#### Directions
Write out every line of the data below verbatim, keeping the original order.

Dataset items:
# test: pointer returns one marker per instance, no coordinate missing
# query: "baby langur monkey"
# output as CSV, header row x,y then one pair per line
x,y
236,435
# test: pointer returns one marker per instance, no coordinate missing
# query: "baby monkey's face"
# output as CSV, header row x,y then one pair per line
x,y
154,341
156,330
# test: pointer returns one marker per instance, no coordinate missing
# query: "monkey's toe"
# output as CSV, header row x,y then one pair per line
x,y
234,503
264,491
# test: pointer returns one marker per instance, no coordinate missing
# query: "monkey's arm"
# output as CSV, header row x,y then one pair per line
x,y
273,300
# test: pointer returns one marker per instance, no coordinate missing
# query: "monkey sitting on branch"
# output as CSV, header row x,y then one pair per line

#### In response
# test: pointer returns one marker per instance, no coordinate missing
# query: "baby langur monkey"
# output as CSV, header row x,y then one pair per line
x,y
236,435
# test: pointer returns one marker per instance, no coordinate missing
# query: "baby monkey's face"
# output as CSV, header row x,y then one pair per line
x,y
154,341
156,330
# test: pointer returns one marker per instance, no coordinate missing
# query: "monkey's toe"
# output as CSV, header row x,y then one pair per line
x,y
234,503
264,491
# test: pointer returns one marker per instance, no coordinate missing
# query: "monkey's arm"
# output as CSV, header row x,y then one pair per line
x,y
273,300
# test: pointer returns one marker per instance, no coordinate missing
# query: "monkey sitting on branch"
# output as CSV, header row x,y then one pair per line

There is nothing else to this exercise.